--- START PAGE EXTRACT ---

Parables were a strong feature in the teaching ministry of the Lord Jesus. Indeed many would go so far as to say that parables were his characteristic means of communication, that principally the Lord was a story teller, and that therefore all means of Christian proclamation ought to be story telling. However, the Saviour employed other means of discourse depending on His purpose and the prevailing circumstances (note his Jerusalem ministry), and the notion that He told parables to successfully reach the populace with maximum effect is to contradict His own statement. The 'story and drama' school of thought in the modern church is founded on a false premise. The Lord did not use parables to achieve instant comprehension among the members of His audience, but rather to perplex them, and sift out enquirers as to the true meaning of the narrative.
Christ's resorting to parables was a judgement upon His listeners, many of whom had already rejected His plainer declarations. The mass communication of Jesus was not for the sake of crowd appeal, but to call out those who were being prompted to seek “the secrets of the kingdom of God” (v9). The general public was happy with the mere content of what seemed to be an amusing or moralistic tale. They admired the Saviour's powers of imagination and His vivid speech. They might chuckle where they felt it was appropriate, or nod their heads at some example of human folly, but the idea that the Lord was imparting something salvific never entered their heads. They were spiritually obtuse, which is the abiding principle in natural man until the miracle of illumination occurs by the working of the Holy Spirit. St Paul confirms this fact in his letter to the Corinthians, and in his very successful and eventful public ministry we have no record of him relating parables: “This is what we speak, not in words taught us by human wisdom, but in words taught by the Spirit, expressing spiritual truths in spiritual words. The man without the Spirit does not accept the things that come from the Spirit of God, for they are foolishness to him, and he cannot understand them, because they are spiritually discerned”. (1Cor.2:13-14) It is of value to note that the Lord's ministry was intended to call out the remnant from Israel (“So too, at the present time there is remnant chosen by grace”. Romans 11:5), whilst Paul’s evangelism was the opening essay into the Gentile world which was not under the same specific judgement as Israel, for it had rejected the law of God in the conscience, but not yet the prophetic revelation concerning the Saviour.
A superficial reading of the New Testament concludes that Jesus set out to be an entertainer as well as a teacher, and that style prevailed over content. His aspiration was to be broad in appeal rather than deep in meaning. His quotation from Isaiah, a prophet who lived with rejection and indifference, runs counter to the sentiment that Jesus fostered the favour of the masses. For the majority of His hearers the enigmatic words of the parables were confirmation of divine displeasure. God had addressed this nation in the clear speech of the prophets and the stirring warnings of the Baptist. Now He speaks to puzzle them, and only Jesus' private explanations to those who craved an interpretation made sense of the cryptic tales. To aver that Jesus spoke in the form of simple tales accessible to all is to defy words that are unmistakably comprehensible. Not that Jesus was the cause of His hearers’ bafflement; He was simply permitting them to continue in their chosen course of spiritual obduracy and non-receptiveness. He simply deferred to their self-imposed sentence of spiritual death. In speaking to them, rather than remaining silent, He left them without excuse, for any concern for their souls should have driven them to Him with urgent questions without delay. People may admire oratorical skills and displays of brilliant eloquence from the pulpit, they may require amusement and diversion, and retain examples of wit and the gist of anecdotes, but unless the Holy Spirit gives them 'ears to hear' their listening is in vain.

--- END PAGE EXTRACT ---

LIST OF TASKS:
A. In the essay on parables, what two things did the general public admire about the Saviour?
B. Copy word for word the part of the essay on parables that begins with the words "Parables were a" and ends with "of the narrative.".
Rely only on the essay on parables.

--- START SUPPLIED MATERIAL ---

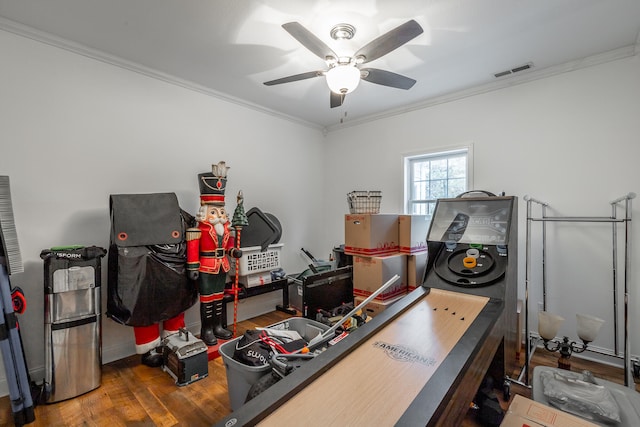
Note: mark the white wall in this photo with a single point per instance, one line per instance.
(571, 140)
(75, 130)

--- END SUPPLIED MATERIAL ---

TASK ANSWERS:
A. His powers of imagination and His vivid speech.

B.
Parables were a strong feature in the teaching ministry of the Lord Jesus. Indeed many would go so far as to say that parables were his characteristic means of communication, that principally the Lord was a story teller, and that therefore all means of Christian proclamation ought to be story telling. However, the Saviour employed other means of discourse depending on His purpose and the prevailing circumstances (note his Jerusalem ministry), and the notion that He told parables to successfully reach the populace with maximum effect is to contradict His own statement. The 'story and drama' school of thought in the modern church is founded on a false premise. The Lord did not use parables to achieve instant comprehension among the members of His audience, but rather to perplex them, and sift out enquirers as to the true meaning of the narrative.